(Quoted passage begins)

5 Common Patient Confidentiality Mistakes for New Nurses

patient confidentialityBy Erin Wallace

Patient confidentiality is a critical part of providing quality nursing care in hospitals, doctor's offices and nursing homes. 

Errors and non-compliance mistakes happen because every nurse is human. However, handling those patient confidentiality mistakes professionally and swiftly can help prevent them from turning into a larger legal problem.

Below are five common patient confidentiality mistakes that new nurses often make and how to avoid them. 

5 Common Patient Confidentiality Mistakes New Nurses Make

1. New nurses disclosing information to friends or coworkers

HIPAA (Health Insurance Portability and Accountability Act) of 1996, which all nurses are familiar with, is U.S. legislation that provides privacy and security provisions for safeguarding medical information.

Gossiping or discussing patient information with family and friends is considered a HIPAA violation. Nurses, especially new nurses, have to be mindful of their environment and restrict conversations about patients to private places.

2. Mishandling patient records

Keeping comprehensive patient records, both of reported patient statements and physician diagnoses, medications and other critical information, is vital to providing good nursing care.

One of the more common patient confidentiality mistakes new nurses make is leaving a patient chart or record in an exam room or hospital room accidentally, making it available for another patient to see, or out on a nursing station counter where it can be viewed by visiting family members.

Always keep patient charts in the proper place, and take care not to leave them in places you shouldn't.

[RELATED: 5 Tips for Avoiding Nursing Medication Errors]

3. Lost or stolen equipment

While this can happen to anyone, not just new nurses, it's important to be extra careful with computers, smartphones or laptops that contain patient information to maintain patient confidentiality. 

Most hospitals have strict protocol when it comes to locking up these devices when not in use, and many have built-in encryption programs that prevent public access or viewing. 

Smartphones are the most vulnerable to this crime because of their size. As a new nurse, take care to follow your workplace's protocol for portable devices.

4. Posting patient photos on social media

This is a serious HIPAA violation of patient confidentiality, and it can definitely put your job in jeopardy. 

While it might seem harmless if a name isn't mentioned, someone may recognize the patient or know the doctor's area of expertise, which is a breach of the patient's privacy. 

Typically, hospitals and doctor's offices have their own internal social media policies that you should familiarize yourself with.

5. Taking work home — and leaving it unattended

Some nurses and clinicians use their laptops to access patient information after hours to record notes or follow-ups. This can potentially result in a patient confidentiality violation if the laptop is left open and unattended with the screen on, available for anyone to see.

 Make sure your laptop is password protected, and whenever you leave your workspace — for any reason — make sure you lock the screen first to prevent a potential patient confidentiality breach.

(Quoted passage ends)
(Data to examine begins)

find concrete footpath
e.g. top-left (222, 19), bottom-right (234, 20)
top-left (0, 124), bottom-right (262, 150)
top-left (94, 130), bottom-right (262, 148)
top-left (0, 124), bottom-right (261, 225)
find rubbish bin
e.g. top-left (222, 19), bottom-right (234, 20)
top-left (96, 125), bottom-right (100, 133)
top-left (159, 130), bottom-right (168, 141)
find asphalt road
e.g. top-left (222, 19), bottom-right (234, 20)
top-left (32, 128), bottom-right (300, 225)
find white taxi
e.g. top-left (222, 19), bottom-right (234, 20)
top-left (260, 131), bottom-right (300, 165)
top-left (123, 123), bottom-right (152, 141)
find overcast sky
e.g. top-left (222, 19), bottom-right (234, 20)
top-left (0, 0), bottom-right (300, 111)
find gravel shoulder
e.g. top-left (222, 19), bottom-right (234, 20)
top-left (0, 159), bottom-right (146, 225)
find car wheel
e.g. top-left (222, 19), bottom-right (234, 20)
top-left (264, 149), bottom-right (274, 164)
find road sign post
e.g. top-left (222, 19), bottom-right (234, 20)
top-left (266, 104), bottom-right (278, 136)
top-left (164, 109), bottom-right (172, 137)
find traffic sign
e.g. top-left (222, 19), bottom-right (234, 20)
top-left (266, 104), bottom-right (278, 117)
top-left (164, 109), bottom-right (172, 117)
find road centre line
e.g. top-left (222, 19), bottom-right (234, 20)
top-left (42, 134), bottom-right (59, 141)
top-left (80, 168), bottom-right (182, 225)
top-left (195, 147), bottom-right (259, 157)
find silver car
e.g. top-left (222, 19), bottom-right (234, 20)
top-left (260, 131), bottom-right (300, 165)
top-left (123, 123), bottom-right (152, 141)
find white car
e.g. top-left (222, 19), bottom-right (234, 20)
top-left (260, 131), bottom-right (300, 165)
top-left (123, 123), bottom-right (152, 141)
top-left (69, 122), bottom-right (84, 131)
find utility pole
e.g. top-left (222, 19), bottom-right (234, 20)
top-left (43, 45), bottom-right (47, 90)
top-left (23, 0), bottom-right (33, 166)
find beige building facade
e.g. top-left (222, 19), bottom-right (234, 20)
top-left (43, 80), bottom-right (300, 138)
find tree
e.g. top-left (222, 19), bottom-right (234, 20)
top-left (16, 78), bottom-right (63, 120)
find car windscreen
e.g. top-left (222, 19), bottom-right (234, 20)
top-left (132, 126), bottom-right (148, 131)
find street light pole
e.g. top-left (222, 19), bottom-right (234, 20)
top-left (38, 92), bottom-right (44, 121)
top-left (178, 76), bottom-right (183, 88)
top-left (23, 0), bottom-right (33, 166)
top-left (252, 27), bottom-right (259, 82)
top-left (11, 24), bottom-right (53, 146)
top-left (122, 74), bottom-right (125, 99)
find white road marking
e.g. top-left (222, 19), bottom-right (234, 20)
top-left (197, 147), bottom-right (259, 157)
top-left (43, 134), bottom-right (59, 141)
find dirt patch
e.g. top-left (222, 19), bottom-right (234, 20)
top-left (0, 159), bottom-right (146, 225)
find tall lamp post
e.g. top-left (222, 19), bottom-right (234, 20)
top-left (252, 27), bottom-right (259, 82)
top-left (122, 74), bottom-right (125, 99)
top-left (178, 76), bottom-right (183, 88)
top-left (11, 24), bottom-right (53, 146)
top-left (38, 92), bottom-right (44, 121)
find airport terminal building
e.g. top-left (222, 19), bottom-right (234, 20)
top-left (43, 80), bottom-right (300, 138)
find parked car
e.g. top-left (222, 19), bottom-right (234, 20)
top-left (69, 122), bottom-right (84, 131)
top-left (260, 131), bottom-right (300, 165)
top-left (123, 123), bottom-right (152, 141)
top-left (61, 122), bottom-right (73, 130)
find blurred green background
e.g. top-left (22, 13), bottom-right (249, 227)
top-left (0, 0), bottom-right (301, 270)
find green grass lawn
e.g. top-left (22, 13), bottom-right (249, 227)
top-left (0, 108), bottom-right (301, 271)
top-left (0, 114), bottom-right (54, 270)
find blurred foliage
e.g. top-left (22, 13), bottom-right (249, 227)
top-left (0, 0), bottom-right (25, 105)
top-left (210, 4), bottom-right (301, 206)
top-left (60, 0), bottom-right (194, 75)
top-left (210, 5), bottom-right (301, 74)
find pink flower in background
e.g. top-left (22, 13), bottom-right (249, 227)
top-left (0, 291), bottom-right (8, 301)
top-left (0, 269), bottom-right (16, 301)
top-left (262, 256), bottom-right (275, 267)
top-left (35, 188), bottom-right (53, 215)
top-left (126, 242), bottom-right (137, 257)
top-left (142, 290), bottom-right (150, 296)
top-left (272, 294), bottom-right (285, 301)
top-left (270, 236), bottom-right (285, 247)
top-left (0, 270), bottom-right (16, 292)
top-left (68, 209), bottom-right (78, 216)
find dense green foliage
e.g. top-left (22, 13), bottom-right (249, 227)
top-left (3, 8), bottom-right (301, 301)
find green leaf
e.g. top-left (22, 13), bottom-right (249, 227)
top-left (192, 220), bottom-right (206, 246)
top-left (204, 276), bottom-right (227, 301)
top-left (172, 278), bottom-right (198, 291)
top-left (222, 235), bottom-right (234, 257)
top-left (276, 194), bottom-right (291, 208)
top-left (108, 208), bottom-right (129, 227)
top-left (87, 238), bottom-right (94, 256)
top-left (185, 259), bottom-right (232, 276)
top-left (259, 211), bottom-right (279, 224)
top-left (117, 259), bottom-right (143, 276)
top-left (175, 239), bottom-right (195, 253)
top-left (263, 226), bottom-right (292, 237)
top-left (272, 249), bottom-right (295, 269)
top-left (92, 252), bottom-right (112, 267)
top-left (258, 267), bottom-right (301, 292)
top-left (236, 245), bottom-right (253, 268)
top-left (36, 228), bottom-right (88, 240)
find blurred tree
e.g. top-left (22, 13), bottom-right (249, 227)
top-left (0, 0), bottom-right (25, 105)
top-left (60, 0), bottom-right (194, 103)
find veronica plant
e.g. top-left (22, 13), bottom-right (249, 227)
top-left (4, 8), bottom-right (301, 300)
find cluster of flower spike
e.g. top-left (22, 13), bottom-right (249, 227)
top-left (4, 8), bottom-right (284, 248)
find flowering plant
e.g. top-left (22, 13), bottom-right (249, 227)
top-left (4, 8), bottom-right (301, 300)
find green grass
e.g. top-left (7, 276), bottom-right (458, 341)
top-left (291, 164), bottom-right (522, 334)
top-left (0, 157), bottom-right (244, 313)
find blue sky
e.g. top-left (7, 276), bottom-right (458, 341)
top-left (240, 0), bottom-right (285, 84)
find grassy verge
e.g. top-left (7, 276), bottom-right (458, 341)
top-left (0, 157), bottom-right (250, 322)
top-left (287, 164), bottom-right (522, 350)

(Data to examine ends)

→ Work to complete:
List the five patient confidentiality mistakes named as numbered headings in the article on new nurses.

→ Solution for this exercise:
1. New nurses disclosing information to friends or coworkers
2. Mishandling patient records
3. Lost or stolen equipment
4. Posting patient photos on social media
5. Taking work home — and leaving it unattended